── Text excerpt ──
2000 Team Rocket 1st Edition Dark Charizard BGS Pristine 10 Pop 2 sells for $33,480 at Goldin. See what this key WotC Pokémon sale means for collectors.

Feb 16, 20268 min read
2000 Pokemon Team Rocket 1st Edition Holo #4 Dark Charizard - BGS PRISTINE 10 - Pop 2

Sold Card

2000 Pokemon Team Rocket 1st Edition Holo #4 Dark Charizard - BGS PRISTINE 10 - Pop 2

Sale Price

$33,480.00

Platform

Goldin

2000 Pokémon Team Rocket 1st Edition Holo #4 Dark Charizard – BGS Pristine 10 – Pop 2

On February 16, 2026, Goldin auctioned a 2000 Pokémon Team Rocket 1st Edition Holo #4 Dark Charizard graded BGS Pristine 10 for $33,480. For vintage Pokémon collectors, this is one of the most important non‑Base Set Charizard cards, and in this grade it sits at the very top of the population.
───
── Provided records ──
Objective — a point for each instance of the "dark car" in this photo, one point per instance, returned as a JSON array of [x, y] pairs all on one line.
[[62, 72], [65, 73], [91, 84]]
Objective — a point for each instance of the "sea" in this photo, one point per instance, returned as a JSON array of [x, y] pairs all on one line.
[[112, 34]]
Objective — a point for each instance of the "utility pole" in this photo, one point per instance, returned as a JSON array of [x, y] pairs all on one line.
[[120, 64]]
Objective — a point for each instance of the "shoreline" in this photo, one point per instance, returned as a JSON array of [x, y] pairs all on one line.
───
**Objective A:**
Rewrite the Dark Charizard sale text starting at "On February 16, 2026, Goldin" and ending at "of the population.", using "sold" in place of "auctioned".
**Objective B:**
In the Dark Charizard sale text, what grade did the card carry when Goldin auctioned it?

**Written response A:**
On February 16, 2026, Goldin sold a 2000 Pokémon Team Rocket 1st Edition Holo #4 Dark Charizard graded BGS Pristine 10 for $33,480. For vintage Pokémon collectors, this is one of the most important non‑Base Set Charizard cards, and in this grade it sits at the very top of the population.

**Written response B:**
BGS Pristine 10